_Problem statement_: Only the lines starting at the one that contains "the blue shorts" and running to the end should be repeated, exactly as written.

_Data_:
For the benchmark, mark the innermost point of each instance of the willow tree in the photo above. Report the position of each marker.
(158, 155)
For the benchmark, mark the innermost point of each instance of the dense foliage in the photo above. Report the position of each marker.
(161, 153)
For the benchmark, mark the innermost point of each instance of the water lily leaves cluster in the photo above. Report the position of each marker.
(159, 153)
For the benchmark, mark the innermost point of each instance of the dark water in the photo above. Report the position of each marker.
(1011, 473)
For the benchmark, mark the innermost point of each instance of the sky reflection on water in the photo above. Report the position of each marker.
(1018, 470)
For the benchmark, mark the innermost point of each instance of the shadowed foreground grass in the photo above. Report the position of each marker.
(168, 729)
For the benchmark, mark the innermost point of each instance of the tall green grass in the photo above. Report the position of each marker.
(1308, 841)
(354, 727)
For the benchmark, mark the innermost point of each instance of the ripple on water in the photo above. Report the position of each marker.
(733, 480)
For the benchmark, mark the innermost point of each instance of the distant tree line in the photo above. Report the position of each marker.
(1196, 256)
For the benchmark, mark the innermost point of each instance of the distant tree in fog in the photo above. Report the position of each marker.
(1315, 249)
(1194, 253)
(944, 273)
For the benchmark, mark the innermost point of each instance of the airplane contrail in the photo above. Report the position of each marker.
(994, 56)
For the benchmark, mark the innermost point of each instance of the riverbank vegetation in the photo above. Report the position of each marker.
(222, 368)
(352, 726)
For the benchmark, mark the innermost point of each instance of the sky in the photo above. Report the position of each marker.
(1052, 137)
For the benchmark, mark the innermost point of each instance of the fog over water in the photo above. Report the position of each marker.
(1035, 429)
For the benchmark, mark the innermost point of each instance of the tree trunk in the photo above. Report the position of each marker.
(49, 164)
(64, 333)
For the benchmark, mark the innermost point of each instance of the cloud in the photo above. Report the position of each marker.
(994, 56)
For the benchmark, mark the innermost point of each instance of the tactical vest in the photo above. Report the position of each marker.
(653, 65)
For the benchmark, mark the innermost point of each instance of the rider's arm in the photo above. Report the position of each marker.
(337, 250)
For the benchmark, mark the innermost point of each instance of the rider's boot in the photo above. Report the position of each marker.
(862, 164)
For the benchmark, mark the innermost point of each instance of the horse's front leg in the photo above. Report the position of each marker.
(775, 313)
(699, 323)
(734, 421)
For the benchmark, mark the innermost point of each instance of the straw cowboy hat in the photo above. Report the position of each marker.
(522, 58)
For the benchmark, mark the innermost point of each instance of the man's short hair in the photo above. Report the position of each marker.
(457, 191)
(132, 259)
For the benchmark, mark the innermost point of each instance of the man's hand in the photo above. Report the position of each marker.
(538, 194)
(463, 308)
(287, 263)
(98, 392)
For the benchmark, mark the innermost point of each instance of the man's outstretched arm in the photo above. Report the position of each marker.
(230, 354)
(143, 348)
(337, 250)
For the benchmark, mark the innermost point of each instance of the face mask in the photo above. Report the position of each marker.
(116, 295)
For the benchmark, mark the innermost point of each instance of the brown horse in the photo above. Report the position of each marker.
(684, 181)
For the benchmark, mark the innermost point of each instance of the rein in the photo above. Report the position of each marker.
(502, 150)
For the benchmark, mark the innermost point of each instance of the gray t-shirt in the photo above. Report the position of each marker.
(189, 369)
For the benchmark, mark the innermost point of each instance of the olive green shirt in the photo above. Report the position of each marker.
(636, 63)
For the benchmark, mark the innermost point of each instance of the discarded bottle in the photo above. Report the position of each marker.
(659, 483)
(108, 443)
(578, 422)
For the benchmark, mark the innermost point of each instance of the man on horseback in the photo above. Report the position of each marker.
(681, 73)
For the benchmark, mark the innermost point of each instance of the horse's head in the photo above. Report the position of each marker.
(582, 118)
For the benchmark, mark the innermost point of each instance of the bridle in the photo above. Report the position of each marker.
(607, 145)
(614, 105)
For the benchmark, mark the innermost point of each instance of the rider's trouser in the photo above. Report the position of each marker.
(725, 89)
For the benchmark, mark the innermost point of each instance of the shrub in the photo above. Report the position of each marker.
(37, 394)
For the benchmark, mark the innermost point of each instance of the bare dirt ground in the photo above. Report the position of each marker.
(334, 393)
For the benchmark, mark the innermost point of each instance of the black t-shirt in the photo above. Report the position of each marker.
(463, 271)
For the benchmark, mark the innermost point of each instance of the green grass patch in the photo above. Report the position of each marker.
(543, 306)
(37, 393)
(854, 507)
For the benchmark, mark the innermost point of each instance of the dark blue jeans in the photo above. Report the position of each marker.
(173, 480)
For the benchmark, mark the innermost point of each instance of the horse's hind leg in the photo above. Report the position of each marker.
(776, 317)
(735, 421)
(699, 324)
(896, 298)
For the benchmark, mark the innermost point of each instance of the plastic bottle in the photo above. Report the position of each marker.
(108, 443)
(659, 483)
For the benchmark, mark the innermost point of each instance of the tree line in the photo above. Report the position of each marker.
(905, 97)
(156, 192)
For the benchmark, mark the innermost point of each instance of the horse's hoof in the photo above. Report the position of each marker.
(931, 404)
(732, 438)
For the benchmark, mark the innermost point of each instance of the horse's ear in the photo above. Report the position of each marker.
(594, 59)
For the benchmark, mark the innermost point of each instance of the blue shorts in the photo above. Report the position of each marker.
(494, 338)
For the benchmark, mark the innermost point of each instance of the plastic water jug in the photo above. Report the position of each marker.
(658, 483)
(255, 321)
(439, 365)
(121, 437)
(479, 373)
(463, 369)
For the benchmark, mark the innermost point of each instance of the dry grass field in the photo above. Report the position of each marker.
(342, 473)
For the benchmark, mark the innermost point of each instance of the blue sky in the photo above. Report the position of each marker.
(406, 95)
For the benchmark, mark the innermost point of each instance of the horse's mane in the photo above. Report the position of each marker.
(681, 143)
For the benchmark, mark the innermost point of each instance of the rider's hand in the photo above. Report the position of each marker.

_Exercise solution_:
For the benchmark, mark the innermost point of each instance of the blue shorts in the photo above. Report the position of each marker.
(494, 338)
For the benchmark, mark the innermost point of each instance of the plastic water jug in the photo above. Report the position of each marker.
(658, 483)
(255, 321)
(439, 365)
(121, 437)
(479, 373)
(463, 369)
For the benchmark, mark the innermost point of each instance of the dry grass field in the photo above. Report the position of each marker.
(342, 473)
For the benchmark, mark the innermost point of each instance of the blue sky in the photo above. Report the position of each marker.
(406, 95)
For the benchmark, mark the innermost point of each instance of the horse's mane in the photo above. Report the position of each marker.
(681, 143)
For the benchmark, mark the innermost point of each instance of the rider's hand in the photo above. Report the position of each marker.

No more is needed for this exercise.